» **Your instructions**: How many of the lines below contain the string "white"? Reply with the number alone.

» **Input data**:
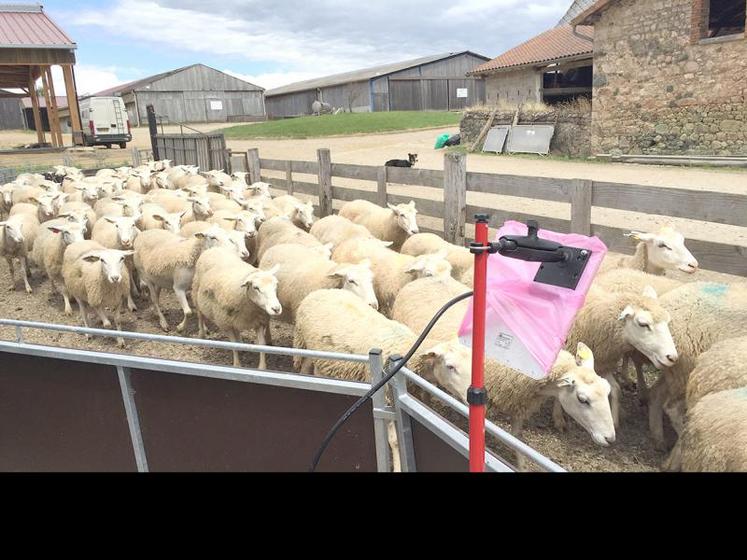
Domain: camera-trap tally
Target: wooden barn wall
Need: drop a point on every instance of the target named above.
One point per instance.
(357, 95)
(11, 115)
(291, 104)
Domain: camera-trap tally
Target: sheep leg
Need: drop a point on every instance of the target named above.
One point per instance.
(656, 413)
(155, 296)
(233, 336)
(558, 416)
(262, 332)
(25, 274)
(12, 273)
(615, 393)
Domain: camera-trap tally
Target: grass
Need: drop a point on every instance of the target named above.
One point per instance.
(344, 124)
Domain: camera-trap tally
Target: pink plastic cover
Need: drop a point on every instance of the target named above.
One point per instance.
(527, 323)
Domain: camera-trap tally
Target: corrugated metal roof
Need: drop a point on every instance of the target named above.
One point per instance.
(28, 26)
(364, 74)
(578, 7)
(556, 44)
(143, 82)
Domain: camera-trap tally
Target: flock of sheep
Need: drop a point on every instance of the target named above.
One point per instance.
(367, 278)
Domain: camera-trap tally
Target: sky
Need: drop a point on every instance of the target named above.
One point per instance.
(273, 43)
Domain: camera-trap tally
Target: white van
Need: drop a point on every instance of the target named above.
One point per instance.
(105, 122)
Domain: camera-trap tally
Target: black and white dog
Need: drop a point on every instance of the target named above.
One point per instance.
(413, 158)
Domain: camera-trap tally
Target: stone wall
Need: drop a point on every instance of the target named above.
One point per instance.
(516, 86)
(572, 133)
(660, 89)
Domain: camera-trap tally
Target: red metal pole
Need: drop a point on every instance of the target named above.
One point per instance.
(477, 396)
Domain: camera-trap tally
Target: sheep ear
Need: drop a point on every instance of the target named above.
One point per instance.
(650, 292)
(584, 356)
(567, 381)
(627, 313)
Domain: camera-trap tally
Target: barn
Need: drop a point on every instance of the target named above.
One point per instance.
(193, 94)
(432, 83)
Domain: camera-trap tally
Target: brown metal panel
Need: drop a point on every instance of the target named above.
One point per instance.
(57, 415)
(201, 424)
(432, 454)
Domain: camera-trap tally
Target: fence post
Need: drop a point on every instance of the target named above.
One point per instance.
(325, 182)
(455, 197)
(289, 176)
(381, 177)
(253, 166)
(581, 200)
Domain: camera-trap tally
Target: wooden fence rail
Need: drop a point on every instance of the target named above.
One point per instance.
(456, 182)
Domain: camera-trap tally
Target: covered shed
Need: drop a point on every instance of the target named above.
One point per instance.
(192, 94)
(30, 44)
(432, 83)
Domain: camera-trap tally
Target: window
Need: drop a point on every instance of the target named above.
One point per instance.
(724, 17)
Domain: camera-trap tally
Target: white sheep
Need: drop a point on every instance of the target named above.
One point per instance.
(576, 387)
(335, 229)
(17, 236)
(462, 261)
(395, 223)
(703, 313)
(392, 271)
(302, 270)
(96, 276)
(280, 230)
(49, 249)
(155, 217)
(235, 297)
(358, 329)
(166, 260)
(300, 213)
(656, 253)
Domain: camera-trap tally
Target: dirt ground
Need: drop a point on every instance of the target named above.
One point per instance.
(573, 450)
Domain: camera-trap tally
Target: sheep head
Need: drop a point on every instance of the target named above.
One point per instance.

» **Task result**: 3